# Exercise objective
The entries below need to be written out exactly, with no pictures included.

(Items from a dataset)
========================

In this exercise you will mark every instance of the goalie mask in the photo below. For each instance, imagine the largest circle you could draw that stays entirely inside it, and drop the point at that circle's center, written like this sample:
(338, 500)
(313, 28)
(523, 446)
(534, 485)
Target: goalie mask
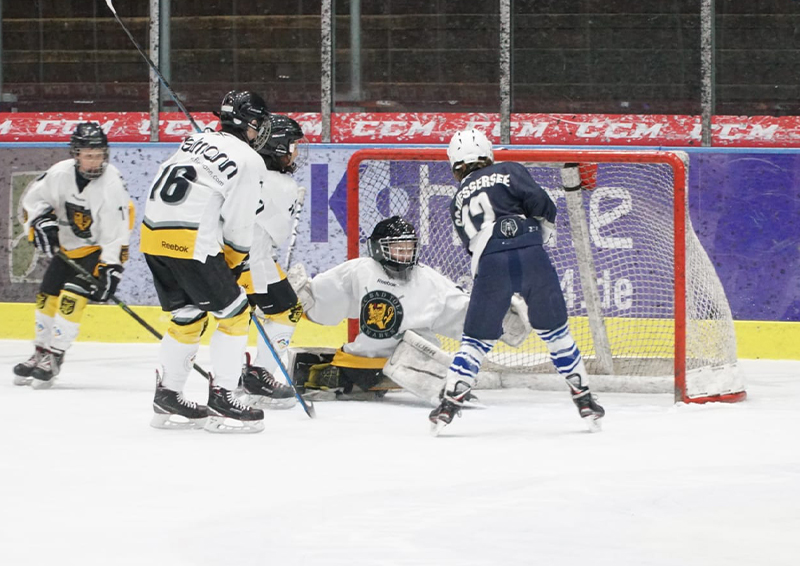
(469, 150)
(282, 152)
(244, 114)
(88, 145)
(394, 245)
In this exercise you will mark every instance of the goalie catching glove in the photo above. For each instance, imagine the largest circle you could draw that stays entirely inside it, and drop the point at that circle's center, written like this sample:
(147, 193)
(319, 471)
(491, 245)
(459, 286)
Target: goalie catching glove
(44, 233)
(301, 283)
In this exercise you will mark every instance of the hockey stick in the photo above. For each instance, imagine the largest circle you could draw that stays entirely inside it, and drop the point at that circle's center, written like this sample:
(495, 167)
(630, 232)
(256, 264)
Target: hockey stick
(308, 406)
(92, 279)
(300, 204)
(154, 67)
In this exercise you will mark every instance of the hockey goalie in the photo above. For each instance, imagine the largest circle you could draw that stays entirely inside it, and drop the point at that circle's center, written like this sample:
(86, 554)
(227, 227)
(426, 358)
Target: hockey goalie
(401, 305)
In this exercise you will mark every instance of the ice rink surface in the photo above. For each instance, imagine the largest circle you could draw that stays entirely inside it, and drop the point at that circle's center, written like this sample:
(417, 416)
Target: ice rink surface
(84, 480)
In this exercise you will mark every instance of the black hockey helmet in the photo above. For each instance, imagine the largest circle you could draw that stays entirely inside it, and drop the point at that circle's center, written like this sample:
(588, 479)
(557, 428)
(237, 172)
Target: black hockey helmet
(383, 248)
(88, 135)
(238, 112)
(279, 151)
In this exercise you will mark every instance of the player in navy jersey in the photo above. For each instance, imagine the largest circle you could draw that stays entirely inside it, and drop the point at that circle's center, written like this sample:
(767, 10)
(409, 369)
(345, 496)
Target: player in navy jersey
(504, 218)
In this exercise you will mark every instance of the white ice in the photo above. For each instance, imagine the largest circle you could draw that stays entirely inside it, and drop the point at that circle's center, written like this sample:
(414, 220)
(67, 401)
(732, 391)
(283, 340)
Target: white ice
(84, 480)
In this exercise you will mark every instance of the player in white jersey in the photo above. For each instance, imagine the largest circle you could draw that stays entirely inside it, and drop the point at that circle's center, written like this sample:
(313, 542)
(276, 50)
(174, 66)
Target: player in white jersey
(197, 231)
(265, 282)
(81, 206)
(389, 293)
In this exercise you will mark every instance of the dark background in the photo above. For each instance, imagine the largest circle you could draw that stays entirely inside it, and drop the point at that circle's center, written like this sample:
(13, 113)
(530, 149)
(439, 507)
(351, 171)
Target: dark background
(584, 56)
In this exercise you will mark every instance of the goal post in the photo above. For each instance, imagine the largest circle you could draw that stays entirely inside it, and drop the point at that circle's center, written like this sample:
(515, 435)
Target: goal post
(646, 306)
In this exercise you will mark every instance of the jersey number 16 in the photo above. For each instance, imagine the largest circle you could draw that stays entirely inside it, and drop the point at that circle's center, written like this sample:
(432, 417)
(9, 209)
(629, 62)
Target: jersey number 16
(174, 183)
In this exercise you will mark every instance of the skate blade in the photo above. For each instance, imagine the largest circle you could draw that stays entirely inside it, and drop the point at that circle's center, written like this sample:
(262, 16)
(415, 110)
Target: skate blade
(175, 422)
(592, 424)
(42, 384)
(437, 427)
(225, 425)
(22, 380)
(268, 403)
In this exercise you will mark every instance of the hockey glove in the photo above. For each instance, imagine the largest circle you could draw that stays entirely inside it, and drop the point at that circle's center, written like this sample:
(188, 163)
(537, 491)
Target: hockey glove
(45, 234)
(238, 269)
(109, 276)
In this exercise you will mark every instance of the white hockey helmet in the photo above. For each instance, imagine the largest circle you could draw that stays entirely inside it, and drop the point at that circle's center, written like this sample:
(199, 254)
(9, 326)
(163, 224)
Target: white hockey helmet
(469, 146)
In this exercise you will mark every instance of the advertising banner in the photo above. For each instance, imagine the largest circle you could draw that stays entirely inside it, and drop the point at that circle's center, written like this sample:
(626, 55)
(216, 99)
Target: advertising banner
(744, 208)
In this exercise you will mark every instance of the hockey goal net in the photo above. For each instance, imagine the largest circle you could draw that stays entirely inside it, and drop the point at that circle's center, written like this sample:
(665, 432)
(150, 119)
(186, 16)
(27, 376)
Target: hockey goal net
(646, 306)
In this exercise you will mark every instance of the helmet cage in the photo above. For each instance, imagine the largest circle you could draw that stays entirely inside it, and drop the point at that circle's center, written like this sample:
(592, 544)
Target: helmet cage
(381, 251)
(469, 146)
(238, 112)
(279, 150)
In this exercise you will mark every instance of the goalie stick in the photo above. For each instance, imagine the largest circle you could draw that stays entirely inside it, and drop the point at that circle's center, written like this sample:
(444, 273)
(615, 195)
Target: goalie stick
(153, 66)
(92, 279)
(308, 406)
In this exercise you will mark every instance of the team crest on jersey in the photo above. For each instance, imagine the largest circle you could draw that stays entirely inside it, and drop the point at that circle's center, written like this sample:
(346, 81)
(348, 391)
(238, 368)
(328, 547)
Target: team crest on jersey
(508, 227)
(381, 314)
(80, 219)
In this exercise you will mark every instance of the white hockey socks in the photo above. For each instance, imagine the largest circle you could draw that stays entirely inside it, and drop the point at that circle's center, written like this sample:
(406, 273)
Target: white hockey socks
(463, 371)
(64, 333)
(227, 358)
(43, 329)
(176, 359)
(564, 352)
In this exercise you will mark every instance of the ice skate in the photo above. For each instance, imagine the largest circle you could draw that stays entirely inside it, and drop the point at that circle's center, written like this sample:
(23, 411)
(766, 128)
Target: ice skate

========================

# Solution for this task
In this exercise you will mark every instance of the goalie mask in the photo below. For each instance, imagine the largest circle you could draw that stays entirely inside it, and drop the point at that circle's center, written like this sample:
(338, 500)
(313, 28)
(523, 446)
(534, 485)
Target: goalie mask
(469, 150)
(282, 152)
(244, 114)
(88, 145)
(394, 245)
In this exercise you will mark every instance of the goalie catching glove in the photo above. For each instance, imagine the largest circle you could draw that stays entirely inside it, and drop the point at that circle's center, written like this sample:
(147, 193)
(319, 471)
(491, 245)
(459, 286)
Target: goalie catching glove
(44, 233)
(301, 283)
In this exercise you will mark every instance of the hockey stick in the photo above. For each instance, imagine the largest circle you could draw that stays entirely inside it, and drop the point at that circle's center, written like this sample:
(495, 167)
(630, 232)
(256, 264)
Target: hockey stick
(308, 406)
(92, 279)
(300, 204)
(154, 67)
In this exercise you will mark every instance of the hockey goalie in the photo above. For each instance, imagine the largest circle you could draw that stays entirely inside it, and drop the point at that circle's center, written like this sample:
(86, 554)
(227, 227)
(426, 358)
Target: hockey goalie
(401, 305)
In this exercise you will mark every instance of the ice rink surface in the photo above. For each instance, imagine the largest circle you could draw that stays entirely inside it, and drop the point at that circle's center, written like this sample:
(417, 416)
Target: ice rink surface
(84, 480)
In this exercise you will mark every instance of the black hockey helmet in the photo above. For each instance, imagine the largest circle you could draw that stays entirely inside it, and drop the point at that circle's center, written like this sample:
(588, 479)
(557, 428)
(237, 172)
Target: black hockey helmet
(383, 248)
(88, 135)
(238, 112)
(279, 151)
In this exercise you will mark every instance of the player in navy jersey in the photo above. For each instance, imagine the largest circle you could draw that stays entirely inside it, and drop the point at that circle's center, written like this sample:
(767, 10)
(409, 369)
(345, 496)
Target: player in navy jersey
(504, 218)
In this exercise you will mark every instance of the white ice in the photo above. For each instance, imagine the largest circle you could draw that stays entirely inside it, and drop the point at that circle's center, written like this sample:
(414, 220)
(67, 401)
(732, 391)
(283, 340)
Target: white ice
(84, 480)
In this exercise you will mark every instance of the player in white jersey in the photo above. For each instance, imagine the largest circle you could draw that stays entirely inside it, and drop the point at that circle's center, written like this sample:
(313, 542)
(276, 50)
(174, 66)
Target: player in white jersey
(197, 231)
(265, 282)
(81, 206)
(389, 293)
In this exercise you will mark every instance of the dark background in the photo above. For each instance, imagine the largest circle you could draw that stays entirely inside it, and drop the point at that circle's center, written like this sample:
(13, 113)
(530, 149)
(439, 507)
(351, 171)
Target: dark background
(584, 56)
In this exercise you will mark every instance of the goal post in the photo above. For each instance, imagine the largest circle you could draw that stays entirely inside it, and drop the point at that circle's center, written like this sample:
(515, 435)
Target: goal post
(646, 306)
In this exercise you will mark every instance of the jersey number 16 in the photo above. For each instance, imagine the largest circle you could draw that stays entirely inside it, and drop the point at that circle's center, written like this sample:
(432, 417)
(9, 209)
(629, 62)
Target: jersey number 16
(174, 183)
In this exercise you will mark every instance of the skate blade in the photo above. For each instance, imagine the largest circle you could draw that stays entirely inside it, and drop the point at that circle's center, written like this sample:
(262, 16)
(415, 110)
Target: skate blade
(175, 422)
(592, 424)
(42, 384)
(437, 427)
(225, 425)
(22, 380)
(268, 403)
In this exercise you will mark every instance of the hockey glove in the photo above. For each instance, imagine the largest circle you could draw that stays entirely inside it, and drop the point at that circle's center, written like this sample:
(188, 163)
(537, 491)
Target: hockey glove
(45, 234)
(238, 269)
(109, 276)
In this exercise you will mark every instance of the white hockey helmet in the photo above. For each instance, imagine the largest circle you could draw that stays entirely inside it, and drop the point at that circle's center, written like this sample:
(199, 254)
(9, 326)
(163, 224)
Target: white hockey helmet
(469, 146)
In this exercise you will mark every instance of the advertising banner in the photo above. For each instance, imagine the largest circle you could draw that stays entirely inside it, and drop the point at that circle's center, written like this sample:
(626, 55)
(216, 99)
Target: advertising banner
(744, 208)
In this exercise you will mark every instance of the hockey goal net in the photo above. For each instance, imagine the largest circle you could draw that stays entirely inside it, and drop the point at that circle's center, written like this sample:
(665, 432)
(150, 119)
(186, 16)
(27, 376)
Target: hockey goal net
(646, 306)
In this exercise you will mark every instance of the helmet cage in the photo above. For each instance, imagine the largest circle you could draw that stays entirely inside it, and drop the point at that circle's center, written like this sample:
(592, 544)
Target: helmet cage
(381, 251)
(469, 146)
(238, 112)
(279, 150)
In this exercise you will mark every instance of the goalie stick in the photo above. For each instance, imagine the largest circle you could draw that stays entirely inside it, and drop the point at that circle's center, written like this sample:
(444, 273)
(615, 195)
Target: goalie stick
(153, 66)
(92, 279)
(308, 406)
In this exercise you will mark every instance of the team crest on jersey in the photo above. For each instance, imagine the largest circle you could draw that stays entirely inside it, and drop the point at that circle's center, written like this sample:
(346, 81)
(348, 391)
(238, 368)
(328, 547)
Target: team crest on jersey
(508, 227)
(381, 314)
(80, 219)
In this exercise you will mark every instance of the white hockey socks in the photo above. For each instance, imagine the largest circle you could draw that stays entirely inside it, and drop the point at that circle's center, written like this sample:
(406, 273)
Target: white hockey socks
(463, 371)
(64, 333)
(227, 358)
(43, 329)
(176, 359)
(564, 352)
In this exercise you will mark every instance of the ice skate in the photo above. For each instance, imagine the largest circle you could draw that stays entirely inside it, and drop the point at that circle's center, written like this sample:
(23, 411)
(766, 128)
Target: ice skate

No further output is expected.